**Text to read**
===============
Abdurrezzak was attractive to the Russians for two reasons. First, he was from the
prestigious Bedirhan family, and thus was already a respected and influential figure
among the Kurds. Second, he was a Russophile by conviction. Born in the town of
Norduz in the vilayet of Van, Abdurrezzak had earlier in his life been an Ottoman
diplomat. He had served as secretary and later as the "Minister of
Ceremonies" of the Ottoman Embassy in St. Petersburg. 49 What he saw in Russia
must have had a powerful effect on him, for Abdurrezzak became a staunch advocate
not only of Kurdish political union with Russia, but also of the spread of Russian
culture, language, and literature among the Kurds.
===============
**Material provided**
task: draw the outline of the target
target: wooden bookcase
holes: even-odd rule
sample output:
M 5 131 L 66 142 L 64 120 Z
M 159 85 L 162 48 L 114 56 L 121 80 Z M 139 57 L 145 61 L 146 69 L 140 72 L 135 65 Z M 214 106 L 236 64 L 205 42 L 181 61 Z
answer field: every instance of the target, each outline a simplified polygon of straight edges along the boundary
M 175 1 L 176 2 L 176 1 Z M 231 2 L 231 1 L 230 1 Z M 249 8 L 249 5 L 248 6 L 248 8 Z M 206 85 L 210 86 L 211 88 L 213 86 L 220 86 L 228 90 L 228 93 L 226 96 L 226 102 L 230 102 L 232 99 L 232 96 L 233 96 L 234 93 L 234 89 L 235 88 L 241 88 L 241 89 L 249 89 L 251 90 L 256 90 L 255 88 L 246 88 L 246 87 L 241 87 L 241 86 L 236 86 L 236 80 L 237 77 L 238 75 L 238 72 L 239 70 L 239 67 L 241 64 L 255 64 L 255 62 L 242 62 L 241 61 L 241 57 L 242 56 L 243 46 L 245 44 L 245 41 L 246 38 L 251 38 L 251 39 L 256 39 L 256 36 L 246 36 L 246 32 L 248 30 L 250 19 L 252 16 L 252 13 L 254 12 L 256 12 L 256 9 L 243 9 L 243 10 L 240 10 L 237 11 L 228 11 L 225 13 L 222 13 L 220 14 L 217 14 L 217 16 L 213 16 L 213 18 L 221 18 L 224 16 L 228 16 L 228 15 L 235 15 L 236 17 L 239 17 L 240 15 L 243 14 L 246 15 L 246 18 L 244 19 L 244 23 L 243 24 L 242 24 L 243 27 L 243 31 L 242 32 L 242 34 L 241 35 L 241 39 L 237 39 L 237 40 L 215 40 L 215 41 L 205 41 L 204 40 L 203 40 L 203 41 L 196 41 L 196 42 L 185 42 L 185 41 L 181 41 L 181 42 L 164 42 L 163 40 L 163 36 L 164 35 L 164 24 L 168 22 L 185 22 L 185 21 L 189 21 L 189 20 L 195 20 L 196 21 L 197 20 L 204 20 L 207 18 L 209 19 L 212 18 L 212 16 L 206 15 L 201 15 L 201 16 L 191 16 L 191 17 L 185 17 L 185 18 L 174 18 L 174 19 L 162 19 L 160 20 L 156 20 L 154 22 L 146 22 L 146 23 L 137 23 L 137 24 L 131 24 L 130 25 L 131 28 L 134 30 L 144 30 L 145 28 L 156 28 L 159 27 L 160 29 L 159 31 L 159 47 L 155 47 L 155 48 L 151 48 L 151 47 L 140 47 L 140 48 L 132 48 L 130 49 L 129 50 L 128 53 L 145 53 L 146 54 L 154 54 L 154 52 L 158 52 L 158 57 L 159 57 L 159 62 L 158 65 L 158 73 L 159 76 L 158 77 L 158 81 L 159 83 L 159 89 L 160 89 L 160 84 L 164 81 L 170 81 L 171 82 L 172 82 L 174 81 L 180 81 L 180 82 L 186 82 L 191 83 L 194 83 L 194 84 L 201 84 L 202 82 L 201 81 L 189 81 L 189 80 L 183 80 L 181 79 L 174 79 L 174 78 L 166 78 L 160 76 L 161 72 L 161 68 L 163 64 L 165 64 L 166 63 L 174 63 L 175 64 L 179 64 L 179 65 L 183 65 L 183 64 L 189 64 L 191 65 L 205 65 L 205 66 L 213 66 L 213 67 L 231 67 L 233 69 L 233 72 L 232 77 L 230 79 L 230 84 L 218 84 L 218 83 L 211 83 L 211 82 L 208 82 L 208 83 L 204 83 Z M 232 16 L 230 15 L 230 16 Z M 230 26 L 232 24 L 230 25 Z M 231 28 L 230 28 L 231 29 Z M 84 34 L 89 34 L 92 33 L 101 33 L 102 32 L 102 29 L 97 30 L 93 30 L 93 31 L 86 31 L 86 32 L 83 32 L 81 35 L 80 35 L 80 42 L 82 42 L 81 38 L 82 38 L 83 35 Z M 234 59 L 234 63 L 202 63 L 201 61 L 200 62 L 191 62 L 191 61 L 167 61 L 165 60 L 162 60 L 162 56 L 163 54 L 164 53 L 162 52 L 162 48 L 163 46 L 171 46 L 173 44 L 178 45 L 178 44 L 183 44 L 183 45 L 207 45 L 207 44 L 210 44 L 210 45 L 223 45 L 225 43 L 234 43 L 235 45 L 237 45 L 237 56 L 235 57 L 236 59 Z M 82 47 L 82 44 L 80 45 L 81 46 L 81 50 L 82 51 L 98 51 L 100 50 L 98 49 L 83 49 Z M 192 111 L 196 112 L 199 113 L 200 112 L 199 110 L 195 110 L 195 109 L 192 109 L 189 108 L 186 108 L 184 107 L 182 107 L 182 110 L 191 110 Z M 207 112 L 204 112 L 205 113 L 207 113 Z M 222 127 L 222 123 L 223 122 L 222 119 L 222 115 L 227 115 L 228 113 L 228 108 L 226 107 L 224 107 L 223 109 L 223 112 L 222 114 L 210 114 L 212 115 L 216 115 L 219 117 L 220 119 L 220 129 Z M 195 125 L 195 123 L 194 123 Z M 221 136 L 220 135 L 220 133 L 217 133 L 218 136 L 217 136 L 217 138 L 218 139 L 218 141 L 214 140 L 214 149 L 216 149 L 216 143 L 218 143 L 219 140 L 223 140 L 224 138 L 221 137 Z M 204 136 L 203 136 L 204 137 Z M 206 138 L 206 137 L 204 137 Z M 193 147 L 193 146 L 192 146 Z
===============
**To-do list**
a - Using the passage on Abdurrezzak, decide whether each statement agrees with it, answering yes or no and quoting the exact words that settle it: (i) Abdurrezzak was born in the town of Norduz. (ii) Abdurrezzak served at the Ottoman Embassy in Paris. (iii) Abdurrezzak opposed the spread of Russian culture among the Kurds.
b - According to the passage on Abdurrezzak, why did the Russians find him attractive?
The items on this page were taken from a separate source.

**Results in order**
a -
(i) Yes: "Born in the town of Norduz in the vilayet of Van"
(ii) No: "the Ottoman Embassy in St. Petersburg"
(iii) No: "a staunch advocate not only of Kurdish political union with Russia, but also of the spread of Russian culture, language, and literature among the Kurds"

b - He belonged to the prestigious Bedirhan family, so he was already a respected and influential figure among the Kurds. He was also a Russophile by conviction.